-- Start --
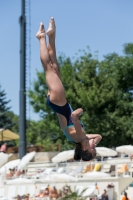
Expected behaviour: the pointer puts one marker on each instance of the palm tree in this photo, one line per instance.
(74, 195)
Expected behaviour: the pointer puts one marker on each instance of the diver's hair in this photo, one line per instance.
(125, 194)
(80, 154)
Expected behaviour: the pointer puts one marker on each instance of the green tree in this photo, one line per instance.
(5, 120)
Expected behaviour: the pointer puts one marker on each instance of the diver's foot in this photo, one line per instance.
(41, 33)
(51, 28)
-- End --
-- Start --
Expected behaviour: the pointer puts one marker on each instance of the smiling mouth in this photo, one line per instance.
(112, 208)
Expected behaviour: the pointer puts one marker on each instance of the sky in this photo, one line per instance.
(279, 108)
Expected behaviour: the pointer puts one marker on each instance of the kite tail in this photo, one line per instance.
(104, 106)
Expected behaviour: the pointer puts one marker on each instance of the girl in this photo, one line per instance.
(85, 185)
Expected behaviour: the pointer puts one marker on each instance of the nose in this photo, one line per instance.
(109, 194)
-- End --
-- Start --
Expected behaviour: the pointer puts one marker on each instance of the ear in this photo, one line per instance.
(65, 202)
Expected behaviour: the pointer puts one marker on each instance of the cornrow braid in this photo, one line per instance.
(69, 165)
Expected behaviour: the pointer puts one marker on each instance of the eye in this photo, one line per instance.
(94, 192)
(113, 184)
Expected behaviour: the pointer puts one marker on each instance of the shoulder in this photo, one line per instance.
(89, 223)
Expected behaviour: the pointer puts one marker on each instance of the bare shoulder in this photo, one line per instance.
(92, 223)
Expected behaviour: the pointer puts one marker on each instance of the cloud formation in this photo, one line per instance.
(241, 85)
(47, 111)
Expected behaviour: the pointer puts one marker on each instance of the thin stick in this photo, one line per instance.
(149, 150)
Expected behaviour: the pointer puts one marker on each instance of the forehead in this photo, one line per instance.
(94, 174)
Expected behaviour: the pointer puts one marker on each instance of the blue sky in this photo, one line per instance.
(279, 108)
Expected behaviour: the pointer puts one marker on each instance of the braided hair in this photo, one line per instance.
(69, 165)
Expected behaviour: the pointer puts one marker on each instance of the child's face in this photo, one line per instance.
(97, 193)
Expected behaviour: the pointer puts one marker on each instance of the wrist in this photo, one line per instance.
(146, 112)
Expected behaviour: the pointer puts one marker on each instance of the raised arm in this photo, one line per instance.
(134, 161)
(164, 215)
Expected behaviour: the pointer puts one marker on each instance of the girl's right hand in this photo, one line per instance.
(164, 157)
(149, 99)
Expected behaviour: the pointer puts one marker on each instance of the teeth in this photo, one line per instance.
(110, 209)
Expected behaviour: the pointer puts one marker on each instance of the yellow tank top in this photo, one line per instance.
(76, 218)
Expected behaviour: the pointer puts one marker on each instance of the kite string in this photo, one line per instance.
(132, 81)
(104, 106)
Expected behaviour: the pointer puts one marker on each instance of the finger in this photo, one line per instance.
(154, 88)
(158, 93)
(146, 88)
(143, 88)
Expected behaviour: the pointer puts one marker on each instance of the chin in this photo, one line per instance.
-- End --
Copy the lines of the data word for word, starting at the line that contains "of the blue" and ending at the line that contains "chin in this photo, one line per instance.".

Expected behaviour: the pointer puts one marker on each instance of the blue sky in this photo, one line per instance.
(279, 108)
Expected behaviour: the pointer puts one marker on each instance of the braided hair in this photo, one line per instance.
(69, 165)
Expected behaviour: the pointer puts one marker on each instance of the child's face in this photo, one line per instance.
(97, 193)
Expected behaviour: the pointer puts one marker on each instance of the wrist in this photo, one line per instance.
(146, 112)
Expected behaviour: the pointer puts one marker on each instance of the raised arm in this photo, one line per instance.
(134, 161)
(164, 215)
Expected behaviour: the pointer puts one marker on each instance of the girl's right hand in this photo, one line per instance.
(164, 157)
(149, 99)
Expected behaviour: the pointer puts one marker on each instance of the teeth in this photo, one line per instance.
(110, 209)
Expected behaviour: the pointer puts one marker on each instance of the yellow tank top in this photo, one line per instance.
(76, 218)
Expected behaviour: the pointer puts one marker on each instance of the kite string in this photo, one line per instance.
(132, 81)
(104, 106)
Expected behaviour: the pointer puts one marker on each instance of the finger in this photo, one line per instance.
(154, 88)
(158, 93)
(146, 88)
(143, 88)
Expected behaviour: the pointer puts one marker on each instance of the chin in this photo, one line per instance.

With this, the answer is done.